* Data to process *
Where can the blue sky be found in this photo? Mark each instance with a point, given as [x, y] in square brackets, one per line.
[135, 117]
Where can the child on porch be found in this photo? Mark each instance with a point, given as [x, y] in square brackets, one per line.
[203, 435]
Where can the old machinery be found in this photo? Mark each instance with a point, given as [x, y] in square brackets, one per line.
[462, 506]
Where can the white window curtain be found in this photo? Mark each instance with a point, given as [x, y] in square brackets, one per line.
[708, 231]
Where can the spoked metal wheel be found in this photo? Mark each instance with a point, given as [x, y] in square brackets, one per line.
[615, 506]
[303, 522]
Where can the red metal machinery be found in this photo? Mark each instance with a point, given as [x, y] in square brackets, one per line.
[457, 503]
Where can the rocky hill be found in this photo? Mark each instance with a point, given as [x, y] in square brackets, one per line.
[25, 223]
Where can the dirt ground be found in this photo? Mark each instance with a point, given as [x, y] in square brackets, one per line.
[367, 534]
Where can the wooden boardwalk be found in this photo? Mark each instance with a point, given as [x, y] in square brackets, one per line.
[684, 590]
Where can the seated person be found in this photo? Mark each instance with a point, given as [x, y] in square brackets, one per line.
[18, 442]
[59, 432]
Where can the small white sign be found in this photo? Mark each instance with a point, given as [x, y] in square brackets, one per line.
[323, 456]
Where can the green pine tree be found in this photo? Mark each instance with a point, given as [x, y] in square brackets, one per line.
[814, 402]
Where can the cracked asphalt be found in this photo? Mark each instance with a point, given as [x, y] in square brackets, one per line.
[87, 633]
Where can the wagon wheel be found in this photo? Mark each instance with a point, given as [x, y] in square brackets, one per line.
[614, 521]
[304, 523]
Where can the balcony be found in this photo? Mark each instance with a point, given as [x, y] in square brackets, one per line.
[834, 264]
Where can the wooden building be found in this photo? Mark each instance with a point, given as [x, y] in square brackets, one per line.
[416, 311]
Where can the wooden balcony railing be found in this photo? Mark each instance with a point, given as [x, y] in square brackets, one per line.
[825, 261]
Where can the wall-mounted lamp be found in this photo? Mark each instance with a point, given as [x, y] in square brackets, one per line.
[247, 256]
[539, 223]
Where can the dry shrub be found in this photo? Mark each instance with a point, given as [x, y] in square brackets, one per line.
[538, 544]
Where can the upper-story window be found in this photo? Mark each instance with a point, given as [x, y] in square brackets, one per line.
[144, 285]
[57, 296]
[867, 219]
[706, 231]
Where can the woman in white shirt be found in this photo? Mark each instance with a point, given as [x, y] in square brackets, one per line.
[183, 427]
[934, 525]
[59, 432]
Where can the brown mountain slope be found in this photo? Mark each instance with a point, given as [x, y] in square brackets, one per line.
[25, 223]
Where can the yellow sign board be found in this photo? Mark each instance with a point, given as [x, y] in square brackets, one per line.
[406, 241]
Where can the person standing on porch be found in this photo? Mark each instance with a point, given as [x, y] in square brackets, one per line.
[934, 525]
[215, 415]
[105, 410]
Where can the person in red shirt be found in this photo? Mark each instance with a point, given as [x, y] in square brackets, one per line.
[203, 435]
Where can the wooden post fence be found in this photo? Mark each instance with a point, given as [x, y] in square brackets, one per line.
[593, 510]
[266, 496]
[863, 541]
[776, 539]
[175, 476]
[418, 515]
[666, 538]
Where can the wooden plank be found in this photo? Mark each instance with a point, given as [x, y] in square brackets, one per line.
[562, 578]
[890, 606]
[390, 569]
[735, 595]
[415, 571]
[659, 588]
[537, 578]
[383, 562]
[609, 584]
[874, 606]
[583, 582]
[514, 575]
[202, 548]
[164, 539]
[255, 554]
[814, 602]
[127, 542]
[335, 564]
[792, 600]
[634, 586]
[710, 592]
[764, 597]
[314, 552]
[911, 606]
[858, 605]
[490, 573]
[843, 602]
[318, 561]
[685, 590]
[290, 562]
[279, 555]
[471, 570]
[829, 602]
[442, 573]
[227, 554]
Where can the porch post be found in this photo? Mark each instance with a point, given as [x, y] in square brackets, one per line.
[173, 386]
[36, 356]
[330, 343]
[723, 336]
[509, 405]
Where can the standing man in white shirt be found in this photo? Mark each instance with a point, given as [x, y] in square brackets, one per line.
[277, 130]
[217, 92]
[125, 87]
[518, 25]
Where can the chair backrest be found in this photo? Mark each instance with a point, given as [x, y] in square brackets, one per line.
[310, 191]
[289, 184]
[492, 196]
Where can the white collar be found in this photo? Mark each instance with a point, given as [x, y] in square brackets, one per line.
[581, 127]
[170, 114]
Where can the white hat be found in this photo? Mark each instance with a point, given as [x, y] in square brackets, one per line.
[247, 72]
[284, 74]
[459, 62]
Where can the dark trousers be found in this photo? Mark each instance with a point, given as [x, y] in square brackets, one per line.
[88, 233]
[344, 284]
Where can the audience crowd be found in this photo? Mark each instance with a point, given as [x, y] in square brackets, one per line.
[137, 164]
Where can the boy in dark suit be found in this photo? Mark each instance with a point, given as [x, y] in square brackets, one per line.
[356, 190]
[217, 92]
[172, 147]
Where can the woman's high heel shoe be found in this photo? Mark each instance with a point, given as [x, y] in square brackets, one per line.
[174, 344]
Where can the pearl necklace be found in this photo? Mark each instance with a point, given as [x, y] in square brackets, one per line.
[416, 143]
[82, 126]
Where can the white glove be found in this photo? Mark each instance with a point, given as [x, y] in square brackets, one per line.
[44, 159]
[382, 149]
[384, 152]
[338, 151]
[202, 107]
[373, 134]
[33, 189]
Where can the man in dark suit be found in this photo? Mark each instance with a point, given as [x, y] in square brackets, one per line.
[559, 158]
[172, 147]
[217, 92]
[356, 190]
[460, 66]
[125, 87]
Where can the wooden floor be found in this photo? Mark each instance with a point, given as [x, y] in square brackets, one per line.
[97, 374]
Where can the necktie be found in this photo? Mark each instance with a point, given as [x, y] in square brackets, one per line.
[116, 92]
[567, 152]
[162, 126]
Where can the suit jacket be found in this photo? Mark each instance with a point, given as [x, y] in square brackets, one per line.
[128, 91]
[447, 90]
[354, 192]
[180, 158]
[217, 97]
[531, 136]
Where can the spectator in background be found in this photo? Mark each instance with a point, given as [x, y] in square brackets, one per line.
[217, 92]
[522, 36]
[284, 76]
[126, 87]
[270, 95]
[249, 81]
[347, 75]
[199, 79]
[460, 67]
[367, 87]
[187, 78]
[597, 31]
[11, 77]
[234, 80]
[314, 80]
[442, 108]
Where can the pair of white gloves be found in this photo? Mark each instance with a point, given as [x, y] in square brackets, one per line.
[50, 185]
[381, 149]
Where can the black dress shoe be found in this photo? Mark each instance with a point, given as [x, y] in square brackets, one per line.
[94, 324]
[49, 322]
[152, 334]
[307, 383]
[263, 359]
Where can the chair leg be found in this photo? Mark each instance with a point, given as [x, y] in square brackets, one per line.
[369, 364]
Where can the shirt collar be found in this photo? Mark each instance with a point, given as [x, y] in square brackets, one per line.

* Set task *
Only the lines from the one with "Where can the pair" through the end of the material are wanted; copy them exactly, both ends included.

* Output below *
Where can the pair of white gloves be found in this photo? Mark each instance with a point, given as [x, y] in square brackets, one per line.
[50, 185]
[381, 149]
Where can the black dress shoe be found in this photo? Mark each instance with a point, given as [x, y] in square brackets, one per line.
[94, 324]
[49, 322]
[152, 334]
[307, 383]
[263, 359]
Where can the chair leg be found in this photo? Mark each instance with a point, given as [x, y] in square brackets, one per line.
[369, 364]
Where can the shirt collar be found in this photo? Mark each instance with a point, given as [x, y] in square brackets, one per line.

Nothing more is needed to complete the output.